(Saved entries)
+-------+
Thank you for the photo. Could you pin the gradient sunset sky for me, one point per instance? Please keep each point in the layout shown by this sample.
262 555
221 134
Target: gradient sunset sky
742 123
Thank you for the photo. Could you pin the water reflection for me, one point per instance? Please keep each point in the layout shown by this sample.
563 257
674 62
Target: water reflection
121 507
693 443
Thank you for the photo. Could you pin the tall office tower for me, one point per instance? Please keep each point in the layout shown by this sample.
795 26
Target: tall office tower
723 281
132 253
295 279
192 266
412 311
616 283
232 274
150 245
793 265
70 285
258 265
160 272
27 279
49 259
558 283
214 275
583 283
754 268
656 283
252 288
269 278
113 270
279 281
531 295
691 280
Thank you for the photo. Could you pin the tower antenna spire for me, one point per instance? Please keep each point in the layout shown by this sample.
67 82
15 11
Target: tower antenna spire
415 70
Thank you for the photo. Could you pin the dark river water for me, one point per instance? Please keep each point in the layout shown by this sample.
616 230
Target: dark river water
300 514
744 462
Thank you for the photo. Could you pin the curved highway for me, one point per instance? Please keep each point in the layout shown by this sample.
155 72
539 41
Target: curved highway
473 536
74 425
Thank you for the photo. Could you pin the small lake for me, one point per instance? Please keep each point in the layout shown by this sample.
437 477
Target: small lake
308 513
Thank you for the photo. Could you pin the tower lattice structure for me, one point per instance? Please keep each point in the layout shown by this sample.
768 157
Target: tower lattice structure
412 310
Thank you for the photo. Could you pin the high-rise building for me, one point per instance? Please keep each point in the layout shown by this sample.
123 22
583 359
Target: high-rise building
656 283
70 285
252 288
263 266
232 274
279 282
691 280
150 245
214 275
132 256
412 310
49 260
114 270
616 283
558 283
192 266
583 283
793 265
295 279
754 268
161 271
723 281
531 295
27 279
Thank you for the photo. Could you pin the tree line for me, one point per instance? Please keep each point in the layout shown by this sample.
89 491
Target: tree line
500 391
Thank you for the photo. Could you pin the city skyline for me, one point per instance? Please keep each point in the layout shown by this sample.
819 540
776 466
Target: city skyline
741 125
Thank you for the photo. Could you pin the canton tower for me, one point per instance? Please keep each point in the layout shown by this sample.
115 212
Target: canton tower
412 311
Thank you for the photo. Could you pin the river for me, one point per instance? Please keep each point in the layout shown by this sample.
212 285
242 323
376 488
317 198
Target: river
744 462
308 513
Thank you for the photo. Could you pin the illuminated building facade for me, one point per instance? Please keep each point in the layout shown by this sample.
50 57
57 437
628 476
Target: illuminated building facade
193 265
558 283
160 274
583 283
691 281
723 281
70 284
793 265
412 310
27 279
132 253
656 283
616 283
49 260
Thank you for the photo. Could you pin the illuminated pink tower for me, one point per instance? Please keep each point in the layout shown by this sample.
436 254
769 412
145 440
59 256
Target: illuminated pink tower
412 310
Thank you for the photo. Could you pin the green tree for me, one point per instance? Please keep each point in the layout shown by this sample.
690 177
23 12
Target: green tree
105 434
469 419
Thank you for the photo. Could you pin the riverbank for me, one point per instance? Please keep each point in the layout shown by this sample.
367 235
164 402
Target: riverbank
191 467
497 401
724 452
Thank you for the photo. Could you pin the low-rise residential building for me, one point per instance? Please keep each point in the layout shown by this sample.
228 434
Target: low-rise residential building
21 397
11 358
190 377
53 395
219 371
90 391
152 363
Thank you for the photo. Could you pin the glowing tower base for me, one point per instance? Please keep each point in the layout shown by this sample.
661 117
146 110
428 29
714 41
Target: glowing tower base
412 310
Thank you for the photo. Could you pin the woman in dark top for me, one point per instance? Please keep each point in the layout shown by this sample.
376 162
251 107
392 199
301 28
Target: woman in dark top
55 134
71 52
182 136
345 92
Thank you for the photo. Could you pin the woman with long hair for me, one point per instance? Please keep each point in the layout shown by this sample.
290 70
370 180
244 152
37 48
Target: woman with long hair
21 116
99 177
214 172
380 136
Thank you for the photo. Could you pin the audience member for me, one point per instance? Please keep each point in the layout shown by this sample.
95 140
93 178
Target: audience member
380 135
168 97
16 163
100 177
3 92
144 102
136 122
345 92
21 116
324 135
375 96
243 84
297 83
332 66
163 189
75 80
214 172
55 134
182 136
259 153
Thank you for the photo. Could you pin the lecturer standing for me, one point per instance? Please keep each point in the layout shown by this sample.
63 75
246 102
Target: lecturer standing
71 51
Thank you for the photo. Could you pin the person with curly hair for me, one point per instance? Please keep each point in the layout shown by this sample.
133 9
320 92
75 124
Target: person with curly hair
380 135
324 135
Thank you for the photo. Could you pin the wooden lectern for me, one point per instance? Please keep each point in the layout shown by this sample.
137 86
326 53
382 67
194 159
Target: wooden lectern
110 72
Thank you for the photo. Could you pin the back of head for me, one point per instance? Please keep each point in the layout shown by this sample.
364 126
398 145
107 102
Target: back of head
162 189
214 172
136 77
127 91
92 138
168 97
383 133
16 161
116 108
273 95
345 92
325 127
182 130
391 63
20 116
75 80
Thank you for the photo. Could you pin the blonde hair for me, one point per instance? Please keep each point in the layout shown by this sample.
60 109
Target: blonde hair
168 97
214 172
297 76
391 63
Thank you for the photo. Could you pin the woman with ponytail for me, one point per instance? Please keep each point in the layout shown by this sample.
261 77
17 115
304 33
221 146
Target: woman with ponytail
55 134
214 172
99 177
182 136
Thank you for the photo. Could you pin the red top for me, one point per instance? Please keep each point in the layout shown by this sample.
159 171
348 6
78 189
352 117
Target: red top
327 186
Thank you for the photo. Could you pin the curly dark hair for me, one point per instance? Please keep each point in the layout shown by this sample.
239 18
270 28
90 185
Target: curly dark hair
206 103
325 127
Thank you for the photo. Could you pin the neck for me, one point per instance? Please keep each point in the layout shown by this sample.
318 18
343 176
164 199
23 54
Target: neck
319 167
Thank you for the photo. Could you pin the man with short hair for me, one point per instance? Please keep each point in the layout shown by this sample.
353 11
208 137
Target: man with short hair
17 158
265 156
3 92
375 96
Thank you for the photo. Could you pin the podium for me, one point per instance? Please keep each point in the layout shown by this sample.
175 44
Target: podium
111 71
+-------+
▸ What to produce
Please reproduce all of the records exactly as they stand.

▸ Response below
Thank you for the photo. Could you pin the gradient sunset sky for me, one point per instance? Please keep each point in the layout shown by this sample.
262 555
221 134
Target: gradient sunset sky
742 123
Thank you for the photo. Could you pin the water reflection for me, one point per instance? Please keep each point in the layout shown by this sample.
563 257
674 62
Target: water reflection
121 507
693 443
Thank you for the photo. Could you pin the tall office tower for me, one point per instance? Please keep each point in the layout shown by this sample.
795 26
Target: tall office tower
723 281
132 253
295 279
192 266
412 311
616 283
232 274
150 245
793 265
70 285
258 265
160 272
27 279
49 259
558 283
214 275
583 283
754 268
656 283
252 288
269 278
113 270
279 281
531 295
691 280
Thank you for the photo. Could you pin the tower antenna spire for me, one point per instance? Please keep each point in the layout shown by this sample.
67 82
15 11
Target: tower antenna spire
415 70
Thank you for the photo. Could you pin the dark river water for me, one point per instance? Please keep each point in the layout shown by this sample.
616 230
Target: dark river water
300 514
744 462
Thank you for the photo. Could you pin the curved highway for me, one point per instance? Please keep each point in the layout shown by this sample.
155 72
539 41
Target: curved highway
473 536
74 425
Thank you for the photo. Could you pin the small lake for me, one point per instance? Please keep each point in the layout shown by this sample.
437 477
Target: small lake
308 513
Thank you for the photo. Could you pin the tower lattice structure for me, one point per instance? Please keep each point in the layout shown by this sample.
768 157
Target: tower lattice structure
412 310
Thank you for the photo. Could you pin the high-rise building for me, one point per instance? Please keep each point in the layout shown by this sample.
123 22
583 359
Target: high-rise building
656 283
70 285
252 288
263 266
232 274
279 282
691 280
150 245
214 275
132 256
412 310
49 260
114 270
616 283
558 283
192 266
583 283
793 265
295 279
754 268
161 271
723 281
531 295
27 279
Thank you for the photo. Could you pin the tree line for me, one point per instance? Please keep each point in the layout shown by this sample.
89 491
Target: tree line
500 391
Thank you for the photo. Could you pin the city skyline for me, one point per instance? Please keep each point in the layout shown by this sample.
819 540
776 466
Target: city skyline
741 125
Thank you for the photo. Could you pin the canton tower for me, one point per instance? Please keep each point in the layout shown by this sample.
115 212
Target: canton tower
412 311
Thank you for the photo. Could you pin the river for me, one point per instance? Please keep each point in the layout shown by this sample.
212 285
242 323
376 488
317 198
Target: river
744 462
308 513
Thank you for the photo. Could you pin the illuminated building facade for me, one point per instance? Please keep each point in the layout shown by this sample.
50 57
57 437
628 476
Target: illuminated building facade
193 265
558 283
160 274
583 283
691 281
723 281
70 284
793 265
412 310
27 279
132 253
656 283
616 283
49 260
Thank you for the photo. Could you pin the illuminated pink tower for me, one point per instance? Please keep each point in the layout shown by this sample.
436 254
769 412
145 440
59 256
Target: illuminated pink tower
412 310
Thank you for the photo. Could you pin the green tree for me, one point per instance? Please keep each point in the layout shown by this sample.
690 177
23 12
Target: green tree
105 434
469 419
Thank you for the photo. Could you pin the riverbank for me, one point per instance? Please keep each point in the layout shown by this sample.
367 235
164 402
Target: riverbank
191 467
497 401
724 452
Thank you for the photo. Could you pin the low-rise residential building for me, one point per instance? Please keep each point in the layout shown by this sample.
228 434
Target: low-rise residential building
21 397
11 358
190 377
53 395
219 371
90 391
152 363
Thank you for the photo. Could you pin the glowing tower base for me, one point per instance? Please keep each point in the layout shown by this sample.
661 117
146 110
428 29
714 41
Target: glowing tower base
412 310
Thank you for the photo. Could you pin the woman in dark top for me, one point per instance? Please keep each point in the layout shown by this sample.
376 162
251 107
392 199
301 28
Target: woman in dark top
55 134
71 52
182 136
345 92
Thank you for the photo. Could you pin the woman with long hair for me, one point per instance? Please keep each point in the layout shown by this sample.
290 70
370 180
244 152
37 48
Target: woman with long hair
21 116
99 177
214 172
380 136
Thank you for the photo. Could you pin the audience member for me, one point per instance? Please keep each point in the layout shown by this sample.
95 140
93 178
Target: audience member
380 135
168 97
16 163
100 177
3 92
144 102
136 122
345 92
21 116
324 135
375 96
243 84
297 83
332 66
163 189
75 80
214 172
55 134
182 136
259 153
Thank you for the photo. Could you pin the lecturer standing for me, one point per instance? Please keep each point in the layout shown by this sample.
63 75
246 102
Target: lecturer standing
71 51
Thank you for the photo. Could you pin the person with curly hair for me, one point per instance? Please keep each point in the layout shown by this sample.
133 9
320 92
75 124
Target: person with curly hair
380 135
324 135
Thank you for the photo. Could you pin the wooden lectern for me, one point per instance? Please keep each point in the layout shown by this sample.
137 86
326 53
382 67
194 159
Target: wooden lectern
110 72
Thank you for the photo. Could you pin the back of head for me, one point per instance? Please keep each point in the layout shown by this sample.
364 126
398 145
107 102
Target: back of head
162 189
214 172
136 77
127 91
92 138
168 97
383 133
16 161
116 108
273 95
345 92
325 127
182 130
391 63
20 116
75 80
Thank you for the photo. Could you pin the blonde hair for me, one point per instance? Please keep each point in the layout shown by this sample.
60 109
Target: blonde hair
168 97
214 172
297 76
391 63
Thank you for the photo. Could you pin the woman with ponytail for me, one point per instance? Please keep each point in the layout shown by this sample.
261 77
17 115
304 33
221 146
Target: woman with ponytail
55 134
214 172
99 177
182 136
Thank you for the photo. Could you pin the red top for me, one point per instance? Please keep each point in the layout shown by this sample.
159 171
348 6
78 189
352 117
Target: red top
327 186
Thank you for the photo. Could you pin the curly dark hair for me, one point per instance? Please keep each point in the layout shown by this sample.
239 18
270 28
90 185
Target: curly dark hair
206 103
325 127
Thank you for the photo. Could you pin the neck for me, one point per instance? Please keep each point in the layout shown by this sample.
318 18
343 176
164 199
23 54
Target: neck
319 167
Thank you for the photo. Could you pin the man with short hair for me, one point per instance? Please keep each point in the layout shown by this sample.
353 11
208 137
Target: man with short hair
17 158
265 156
3 92
375 96
Thank you for the photo. Could you pin the podium for me, one point per instance? Please keep each point in the layout shown by this sample.
175 44
Target: podium
111 71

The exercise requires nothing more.